** START OF DATASET CONTENT **

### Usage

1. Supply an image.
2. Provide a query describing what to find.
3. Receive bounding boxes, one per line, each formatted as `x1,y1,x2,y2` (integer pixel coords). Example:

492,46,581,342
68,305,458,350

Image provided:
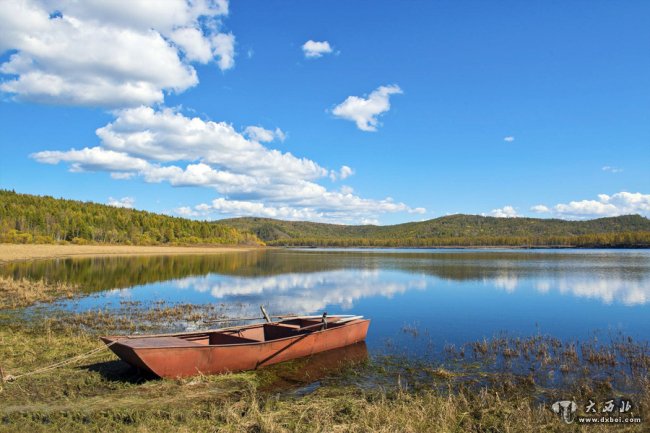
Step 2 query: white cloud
530,191,650,219
530,204,551,213
339,165,354,179
602,165,623,174
490,206,520,218
31,107,425,223
244,126,287,143
0,0,234,107
302,39,332,58
106,197,135,209
553,191,650,218
330,165,354,181
332,85,403,131
30,147,149,171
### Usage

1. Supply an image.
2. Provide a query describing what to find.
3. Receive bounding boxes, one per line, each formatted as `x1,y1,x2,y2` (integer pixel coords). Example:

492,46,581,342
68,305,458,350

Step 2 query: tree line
0,190,261,245
266,232,650,248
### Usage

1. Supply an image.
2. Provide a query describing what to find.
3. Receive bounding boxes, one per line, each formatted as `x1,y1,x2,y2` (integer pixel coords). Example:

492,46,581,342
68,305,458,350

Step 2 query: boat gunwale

** END OF DATASET CONTENT **

▶ **PROBLEM TO WORK ON**
Rescale the listing above by reproducing all its lines, requests included, with every bounding-box coordinate in the answers multiplied by 2.05 and rounded to the nearest whole number, halves rounded up, while the numbers in the requests and their format samples stay unchanged. Leave the pictures out of your answer.

▶ **EXERCISE RESPONSE**
### Usage

1. Supply an image.
2. Provide a query describing what to find.
3. Receive bounding boxes, one per line, each formatted as `x1,y1,x2,y2` (integer pixel coords). Example:

492,46,581,342
68,305,458,350

Image provided:
Step 2 query: white cloud
1087,392,1333,449
1087,418,1130,437
695,338,726,367
1234,338,1277,357
1005,422,1066,447
64,219,871,457
500,258,588,293
0,0,480,219
619,80,681,119
217,404,277,428
1134,392,1333,447
677,338,726,371
681,174,826,269
62,301,305,351
### Usage

1. Supply an image.
2. Provide a query describing what to find.
3. Receive bounding boxes, one per line, each formatted as `x1,y1,x2,y2` (integer pixel coords). Example:

492,46,581,342
68,305,458,350

Step 2 query: tree line
0,390,535,502
545,476,1333,508
### Usage

1. Supply an image.
2. Provide a query describing what to find.
3. Receive bounding boxes, one per line, each formatted as `x1,y1,x2,y2` (integer pixel coords). Example:

492,46,581,342
68,305,458,350

Step 2 query: boat gunwale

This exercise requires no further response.